▼

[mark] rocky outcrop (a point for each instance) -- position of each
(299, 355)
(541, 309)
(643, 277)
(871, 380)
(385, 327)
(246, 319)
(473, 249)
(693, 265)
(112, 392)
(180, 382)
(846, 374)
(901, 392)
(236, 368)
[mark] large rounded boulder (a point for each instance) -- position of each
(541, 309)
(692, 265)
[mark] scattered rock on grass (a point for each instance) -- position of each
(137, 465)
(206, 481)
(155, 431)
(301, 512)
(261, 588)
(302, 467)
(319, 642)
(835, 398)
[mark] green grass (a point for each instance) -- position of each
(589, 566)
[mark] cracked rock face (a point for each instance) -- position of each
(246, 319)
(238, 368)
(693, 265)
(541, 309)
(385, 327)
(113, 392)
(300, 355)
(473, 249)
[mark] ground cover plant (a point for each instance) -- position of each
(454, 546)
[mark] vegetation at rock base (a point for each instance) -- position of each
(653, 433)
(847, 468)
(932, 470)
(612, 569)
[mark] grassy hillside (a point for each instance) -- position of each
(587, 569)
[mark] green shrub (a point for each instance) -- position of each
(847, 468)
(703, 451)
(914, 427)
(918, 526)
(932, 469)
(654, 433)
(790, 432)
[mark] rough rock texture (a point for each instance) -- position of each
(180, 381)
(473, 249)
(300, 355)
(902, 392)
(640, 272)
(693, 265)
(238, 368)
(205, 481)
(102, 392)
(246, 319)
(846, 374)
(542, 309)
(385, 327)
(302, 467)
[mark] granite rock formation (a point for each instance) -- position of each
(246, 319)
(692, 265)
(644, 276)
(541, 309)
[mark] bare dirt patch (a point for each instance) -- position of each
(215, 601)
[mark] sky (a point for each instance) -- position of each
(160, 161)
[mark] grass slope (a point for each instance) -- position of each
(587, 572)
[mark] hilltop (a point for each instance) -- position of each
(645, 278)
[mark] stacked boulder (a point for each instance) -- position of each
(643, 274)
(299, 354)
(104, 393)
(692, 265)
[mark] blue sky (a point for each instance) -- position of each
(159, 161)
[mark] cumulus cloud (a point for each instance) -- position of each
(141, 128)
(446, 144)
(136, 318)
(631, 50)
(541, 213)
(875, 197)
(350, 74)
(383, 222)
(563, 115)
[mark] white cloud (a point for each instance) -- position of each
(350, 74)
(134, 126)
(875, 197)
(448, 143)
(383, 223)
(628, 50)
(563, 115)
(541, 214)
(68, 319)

▲

[Goal of the exercise]: Edit the listing above so that every "boulder" becomes "stone", and leave every other line unchanged.

[Result of this task]:
[mark] rocky outcrop (a point for each instance) -- position of each
(299, 355)
(541, 309)
(643, 277)
(871, 380)
(385, 327)
(246, 319)
(473, 249)
(693, 265)
(112, 392)
(180, 382)
(846, 374)
(901, 392)
(236, 368)
[mark] large rounded stone (a point for each instance) -- position of each
(541, 309)
(692, 265)
[mark] scattered rock on grass (a point for each instance) -- position of each
(137, 465)
(206, 481)
(155, 431)
(301, 512)
(261, 588)
(302, 467)
(319, 642)
(835, 398)
[mark] green grass (a point for each instance) -- position of each
(589, 566)
[mark] cracked rock face (a point for each instance) -- position of each
(246, 319)
(238, 368)
(693, 265)
(541, 309)
(385, 327)
(113, 392)
(300, 355)
(473, 249)
[mark] ground cover plant (a point for each instance) -- position of each
(454, 546)
[mark] vegetation at rock base (a point for each instance) -- position of each
(653, 433)
(847, 468)
(932, 470)
(612, 569)
[mark] grassy hillside (a point for each instance) -- position of each
(587, 569)
[mark] green shrub (a point for each instance) -- position of each
(847, 468)
(703, 451)
(914, 427)
(918, 526)
(932, 469)
(654, 433)
(790, 432)
[mark] rough rock texture (a point for each instance) -- position of each
(180, 381)
(473, 249)
(300, 355)
(902, 392)
(640, 272)
(693, 265)
(238, 368)
(205, 481)
(102, 392)
(246, 319)
(846, 374)
(542, 309)
(385, 327)
(302, 467)
[mark] granite rock formation (a point for each instance) -- position of each
(246, 319)
(692, 265)
(644, 276)
(541, 309)
[mark] bare dirt patch (a point for each instance) -- position of each
(215, 601)
[mark] sky (a point for each instance) -- position of each
(160, 161)
[mark] grass slope (a point for each instance) -- position of each
(587, 572)
[mark] hilltop (a point for each instance) -- position of each
(645, 278)
[mark] stacked stone (a point for each instance) -- position of each
(643, 274)
(299, 354)
(104, 393)
(692, 265)
[mark] blue sky (a point for each instance) -- position of each
(159, 161)
[mark] cumulus cloud (a point for each instance) -- position of each
(141, 128)
(446, 144)
(136, 318)
(631, 50)
(541, 213)
(875, 197)
(350, 74)
(383, 222)
(563, 115)
[mark] white cloud (a point for each instance) -- position of each
(350, 74)
(134, 126)
(875, 197)
(448, 143)
(383, 223)
(628, 50)
(563, 115)
(541, 214)
(68, 319)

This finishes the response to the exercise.